◆ **INSTRUCTIONS FOR THE TASK**
Count the lines in the following data that include "black". Please write only the number.

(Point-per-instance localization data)
# # #

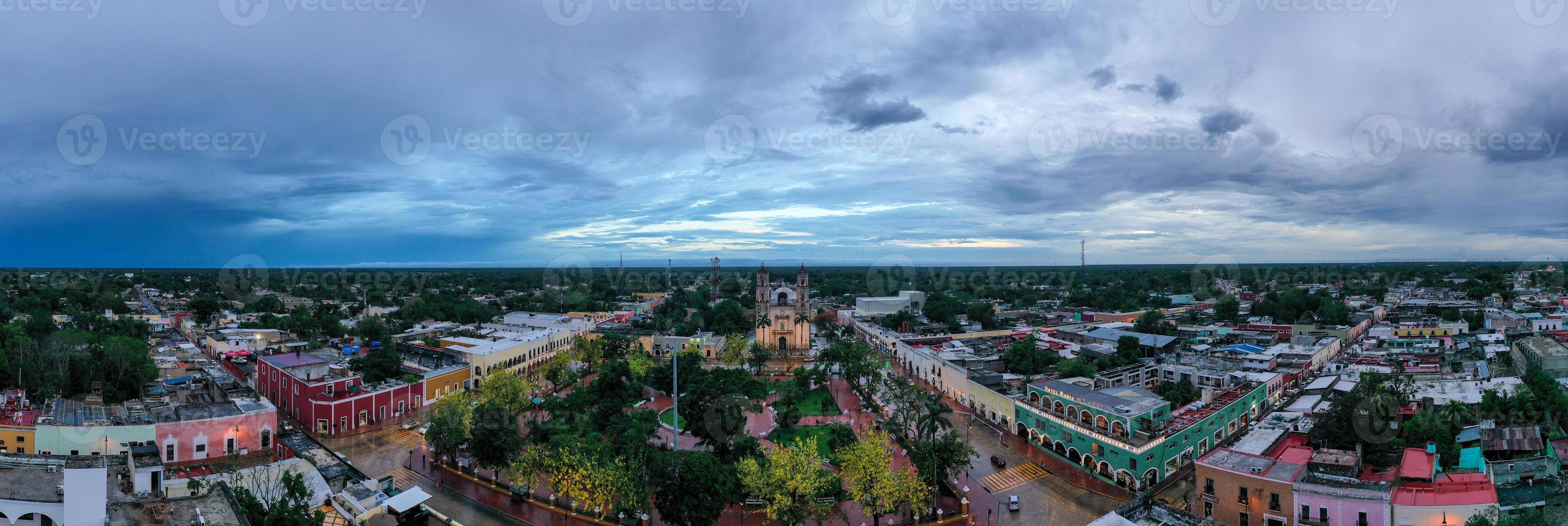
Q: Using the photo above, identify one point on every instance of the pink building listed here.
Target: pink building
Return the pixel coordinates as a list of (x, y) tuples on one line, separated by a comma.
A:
[(193, 433), (1335, 491), (328, 400)]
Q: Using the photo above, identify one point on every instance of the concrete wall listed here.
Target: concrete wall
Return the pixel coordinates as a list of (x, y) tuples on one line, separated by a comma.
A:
[(90, 439)]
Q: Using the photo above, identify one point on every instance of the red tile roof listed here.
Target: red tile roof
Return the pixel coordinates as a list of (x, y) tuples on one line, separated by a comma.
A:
[(1418, 464), (1449, 489)]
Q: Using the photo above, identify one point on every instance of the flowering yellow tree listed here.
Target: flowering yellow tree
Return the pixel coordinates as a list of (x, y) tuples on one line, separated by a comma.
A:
[(789, 483), (872, 481)]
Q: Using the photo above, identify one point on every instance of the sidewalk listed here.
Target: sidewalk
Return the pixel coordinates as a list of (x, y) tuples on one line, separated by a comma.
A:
[(1049, 462)]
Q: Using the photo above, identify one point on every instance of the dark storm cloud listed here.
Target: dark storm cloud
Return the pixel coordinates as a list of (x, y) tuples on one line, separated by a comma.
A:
[(1166, 90), (1225, 120), (849, 99), (650, 88), (1103, 77)]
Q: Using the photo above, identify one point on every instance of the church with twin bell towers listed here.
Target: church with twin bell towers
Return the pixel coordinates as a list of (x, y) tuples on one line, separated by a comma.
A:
[(785, 313)]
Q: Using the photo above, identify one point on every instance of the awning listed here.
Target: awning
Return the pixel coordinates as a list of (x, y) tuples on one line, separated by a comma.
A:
[(408, 500)]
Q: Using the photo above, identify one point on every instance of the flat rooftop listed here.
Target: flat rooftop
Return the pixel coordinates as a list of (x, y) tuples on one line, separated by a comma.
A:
[(215, 508), (30, 484)]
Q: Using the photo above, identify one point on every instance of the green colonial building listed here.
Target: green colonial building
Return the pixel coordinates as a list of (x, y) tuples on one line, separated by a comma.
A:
[(1129, 436)]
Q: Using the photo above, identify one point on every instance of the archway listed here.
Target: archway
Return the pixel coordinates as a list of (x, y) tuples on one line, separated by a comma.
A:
[(1123, 478)]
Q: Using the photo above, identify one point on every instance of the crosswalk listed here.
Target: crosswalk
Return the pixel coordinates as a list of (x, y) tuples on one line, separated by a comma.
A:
[(403, 437), (403, 478), (1012, 478)]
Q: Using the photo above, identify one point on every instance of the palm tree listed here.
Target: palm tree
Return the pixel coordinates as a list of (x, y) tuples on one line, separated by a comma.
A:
[(931, 419), (1456, 414), (1382, 401)]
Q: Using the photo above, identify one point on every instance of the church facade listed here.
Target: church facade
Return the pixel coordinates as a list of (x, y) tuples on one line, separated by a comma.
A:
[(783, 315)]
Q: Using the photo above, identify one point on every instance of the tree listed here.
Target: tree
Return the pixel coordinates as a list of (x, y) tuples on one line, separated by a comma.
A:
[(449, 423), (1226, 309), (691, 487), (788, 483), (1076, 368), (872, 481), (379, 366), (932, 417), (1128, 349), (1151, 322), (507, 389), (735, 351), (759, 356), (495, 434), (277, 501), (205, 308), (941, 459), (1026, 357)]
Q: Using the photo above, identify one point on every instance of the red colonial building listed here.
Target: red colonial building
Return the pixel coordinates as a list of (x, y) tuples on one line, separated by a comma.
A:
[(328, 400)]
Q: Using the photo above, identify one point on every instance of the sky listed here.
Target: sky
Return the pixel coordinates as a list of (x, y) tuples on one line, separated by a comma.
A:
[(931, 132)]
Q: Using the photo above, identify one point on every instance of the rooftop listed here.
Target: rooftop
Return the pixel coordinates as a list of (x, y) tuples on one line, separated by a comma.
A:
[(215, 508), (1449, 489)]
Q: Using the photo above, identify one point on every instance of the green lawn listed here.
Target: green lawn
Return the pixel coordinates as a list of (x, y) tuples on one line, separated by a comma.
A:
[(788, 437), (811, 404), (669, 417)]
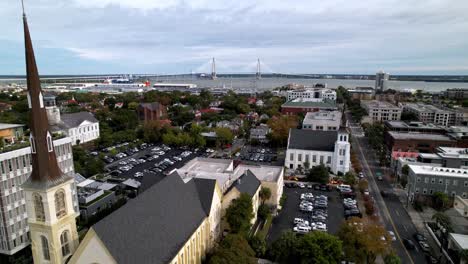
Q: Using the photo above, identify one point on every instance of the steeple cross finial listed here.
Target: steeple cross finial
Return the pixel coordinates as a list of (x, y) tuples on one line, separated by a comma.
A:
[(22, 5)]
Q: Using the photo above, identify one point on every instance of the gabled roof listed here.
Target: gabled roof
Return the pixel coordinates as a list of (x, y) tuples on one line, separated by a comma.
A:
[(247, 183), (155, 225), (312, 139)]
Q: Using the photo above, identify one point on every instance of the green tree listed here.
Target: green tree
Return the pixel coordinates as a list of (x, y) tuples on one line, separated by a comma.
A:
[(318, 174), (263, 211), (280, 127), (233, 249), (440, 200), (315, 247), (443, 220), (392, 259), (223, 136), (258, 245), (349, 178), (265, 194), (239, 214)]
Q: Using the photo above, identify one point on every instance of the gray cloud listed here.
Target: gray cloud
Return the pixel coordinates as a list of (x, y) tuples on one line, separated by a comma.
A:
[(289, 36)]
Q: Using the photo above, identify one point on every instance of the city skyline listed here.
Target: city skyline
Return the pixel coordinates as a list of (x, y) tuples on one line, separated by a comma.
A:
[(85, 37)]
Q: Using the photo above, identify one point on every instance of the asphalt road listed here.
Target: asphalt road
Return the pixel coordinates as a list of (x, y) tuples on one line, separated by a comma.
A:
[(393, 214)]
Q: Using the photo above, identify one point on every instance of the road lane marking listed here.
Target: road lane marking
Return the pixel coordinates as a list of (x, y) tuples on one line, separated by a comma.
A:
[(384, 205)]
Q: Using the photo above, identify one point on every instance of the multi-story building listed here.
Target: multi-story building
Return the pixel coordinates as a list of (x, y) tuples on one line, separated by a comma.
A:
[(311, 148), (15, 167), (433, 114), (311, 94), (322, 120), (455, 93), (304, 105), (380, 111), (11, 132), (362, 93), (426, 180), (417, 142), (380, 79), (420, 127), (81, 127)]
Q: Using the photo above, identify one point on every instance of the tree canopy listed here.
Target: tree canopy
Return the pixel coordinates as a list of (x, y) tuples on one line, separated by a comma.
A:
[(239, 214), (314, 247)]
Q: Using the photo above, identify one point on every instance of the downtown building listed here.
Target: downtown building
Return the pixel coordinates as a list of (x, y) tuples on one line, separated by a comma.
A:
[(313, 147), (15, 168)]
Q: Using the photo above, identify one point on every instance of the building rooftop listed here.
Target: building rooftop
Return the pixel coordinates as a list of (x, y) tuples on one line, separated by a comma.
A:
[(323, 115), (460, 239), (310, 102), (224, 172), (378, 104), (418, 136), (439, 171), (421, 107), (312, 139), (9, 126), (409, 125), (155, 225), (263, 172)]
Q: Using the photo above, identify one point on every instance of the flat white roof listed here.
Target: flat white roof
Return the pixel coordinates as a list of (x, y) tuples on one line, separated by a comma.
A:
[(263, 173), (438, 171), (460, 239)]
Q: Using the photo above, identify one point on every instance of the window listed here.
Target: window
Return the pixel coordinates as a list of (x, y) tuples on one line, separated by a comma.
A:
[(38, 207), (60, 206), (45, 248), (64, 240)]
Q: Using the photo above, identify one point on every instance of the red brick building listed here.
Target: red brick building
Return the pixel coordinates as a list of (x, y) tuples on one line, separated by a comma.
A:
[(417, 142), (152, 112)]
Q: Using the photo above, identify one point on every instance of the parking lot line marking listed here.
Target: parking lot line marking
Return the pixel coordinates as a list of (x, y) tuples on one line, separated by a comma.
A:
[(385, 206)]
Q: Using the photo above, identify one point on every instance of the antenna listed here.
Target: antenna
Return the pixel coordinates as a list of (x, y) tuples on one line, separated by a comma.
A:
[(22, 5)]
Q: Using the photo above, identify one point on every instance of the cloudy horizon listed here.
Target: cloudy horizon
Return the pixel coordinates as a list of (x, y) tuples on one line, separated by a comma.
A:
[(177, 36)]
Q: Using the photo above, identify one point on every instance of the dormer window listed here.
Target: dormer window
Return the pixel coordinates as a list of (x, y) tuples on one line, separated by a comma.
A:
[(41, 100), (50, 145), (32, 142)]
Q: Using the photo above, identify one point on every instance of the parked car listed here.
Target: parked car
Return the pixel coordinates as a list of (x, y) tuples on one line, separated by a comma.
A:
[(408, 243)]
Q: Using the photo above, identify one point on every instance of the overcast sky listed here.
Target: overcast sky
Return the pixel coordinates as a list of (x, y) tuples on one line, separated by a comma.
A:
[(289, 36)]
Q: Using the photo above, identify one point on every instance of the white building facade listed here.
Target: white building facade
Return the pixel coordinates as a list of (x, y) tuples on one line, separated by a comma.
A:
[(313, 148), (322, 120), (15, 168), (311, 93)]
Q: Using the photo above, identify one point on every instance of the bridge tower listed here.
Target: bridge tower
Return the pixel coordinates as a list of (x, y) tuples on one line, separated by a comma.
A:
[(213, 69), (259, 74)]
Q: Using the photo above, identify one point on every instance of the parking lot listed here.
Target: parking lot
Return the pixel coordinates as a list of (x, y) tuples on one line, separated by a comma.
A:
[(254, 155), (151, 164), (285, 219)]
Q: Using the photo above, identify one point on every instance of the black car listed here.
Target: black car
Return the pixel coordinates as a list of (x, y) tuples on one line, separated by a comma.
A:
[(419, 237), (408, 243), (431, 259)]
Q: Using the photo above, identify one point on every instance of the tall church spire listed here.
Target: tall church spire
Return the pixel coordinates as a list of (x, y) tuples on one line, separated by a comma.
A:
[(44, 162)]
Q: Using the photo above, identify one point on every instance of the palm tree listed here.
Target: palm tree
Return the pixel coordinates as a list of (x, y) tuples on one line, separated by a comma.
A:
[(463, 254), (443, 220), (265, 194)]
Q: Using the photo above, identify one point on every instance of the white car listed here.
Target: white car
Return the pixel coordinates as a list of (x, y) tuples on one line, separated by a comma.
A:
[(301, 229)]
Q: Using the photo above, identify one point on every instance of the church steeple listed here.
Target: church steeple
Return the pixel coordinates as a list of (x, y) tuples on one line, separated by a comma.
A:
[(44, 162), (50, 194)]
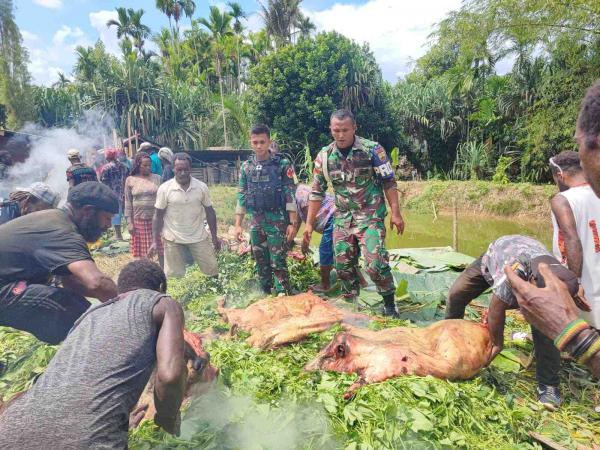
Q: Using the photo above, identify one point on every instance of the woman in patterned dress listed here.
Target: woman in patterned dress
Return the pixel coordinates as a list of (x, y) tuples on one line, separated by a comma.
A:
[(140, 195)]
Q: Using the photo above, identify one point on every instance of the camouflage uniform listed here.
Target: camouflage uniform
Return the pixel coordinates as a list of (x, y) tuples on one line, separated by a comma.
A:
[(268, 224), (358, 182)]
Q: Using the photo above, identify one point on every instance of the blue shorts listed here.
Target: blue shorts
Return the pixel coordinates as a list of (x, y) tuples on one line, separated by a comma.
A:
[(326, 245)]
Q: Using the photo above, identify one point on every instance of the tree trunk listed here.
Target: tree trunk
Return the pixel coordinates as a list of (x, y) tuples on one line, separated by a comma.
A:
[(226, 143), (239, 68)]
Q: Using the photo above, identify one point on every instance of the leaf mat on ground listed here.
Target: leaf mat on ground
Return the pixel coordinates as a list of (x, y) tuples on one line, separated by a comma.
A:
[(496, 409)]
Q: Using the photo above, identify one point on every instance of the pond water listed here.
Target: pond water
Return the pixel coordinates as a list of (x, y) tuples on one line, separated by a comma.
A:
[(475, 232)]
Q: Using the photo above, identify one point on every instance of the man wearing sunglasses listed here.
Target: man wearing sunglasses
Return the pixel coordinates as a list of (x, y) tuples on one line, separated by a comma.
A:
[(576, 217), (52, 245)]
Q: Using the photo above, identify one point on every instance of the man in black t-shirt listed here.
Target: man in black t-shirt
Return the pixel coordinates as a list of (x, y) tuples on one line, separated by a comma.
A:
[(50, 243)]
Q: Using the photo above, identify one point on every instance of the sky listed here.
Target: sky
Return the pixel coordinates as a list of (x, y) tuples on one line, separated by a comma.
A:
[(396, 30)]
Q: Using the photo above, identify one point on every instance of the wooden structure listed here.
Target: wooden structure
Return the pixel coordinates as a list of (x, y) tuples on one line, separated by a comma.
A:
[(17, 144), (218, 166)]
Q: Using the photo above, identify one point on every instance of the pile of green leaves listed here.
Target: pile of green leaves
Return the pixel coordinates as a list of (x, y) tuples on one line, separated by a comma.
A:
[(265, 395), (496, 409)]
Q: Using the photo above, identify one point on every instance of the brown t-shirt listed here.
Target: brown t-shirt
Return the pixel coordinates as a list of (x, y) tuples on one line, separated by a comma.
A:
[(38, 245), (140, 196)]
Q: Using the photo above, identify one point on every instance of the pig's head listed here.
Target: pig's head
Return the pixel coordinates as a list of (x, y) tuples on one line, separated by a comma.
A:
[(336, 356)]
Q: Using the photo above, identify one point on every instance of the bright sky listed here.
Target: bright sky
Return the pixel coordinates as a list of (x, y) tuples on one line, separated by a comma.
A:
[(396, 30)]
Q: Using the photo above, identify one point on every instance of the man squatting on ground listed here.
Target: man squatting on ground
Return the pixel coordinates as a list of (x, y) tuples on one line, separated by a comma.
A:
[(361, 173), (575, 218), (524, 256), (50, 243), (266, 193), (84, 398), (182, 204), (78, 172)]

# # #

◆ **FINAL ANSWER**
4